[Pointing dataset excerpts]
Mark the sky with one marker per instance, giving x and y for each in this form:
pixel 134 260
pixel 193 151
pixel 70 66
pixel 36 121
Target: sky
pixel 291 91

* _What you will do_
Present the listing above as a Markdown table with the columns "No." and "Line", one row per line, and leave out blank lines.

* _Complete response_
| No. | Line |
|---|---|
| 1 | Mark the sky with one marker per instance, giving x and y for each in this form: |
| 2 | pixel 134 260 |
| 3 | pixel 193 151 |
| 4 | pixel 70 66 |
| 5 | pixel 36 121 |
| 6 | Target: sky |
| 7 | pixel 291 91 |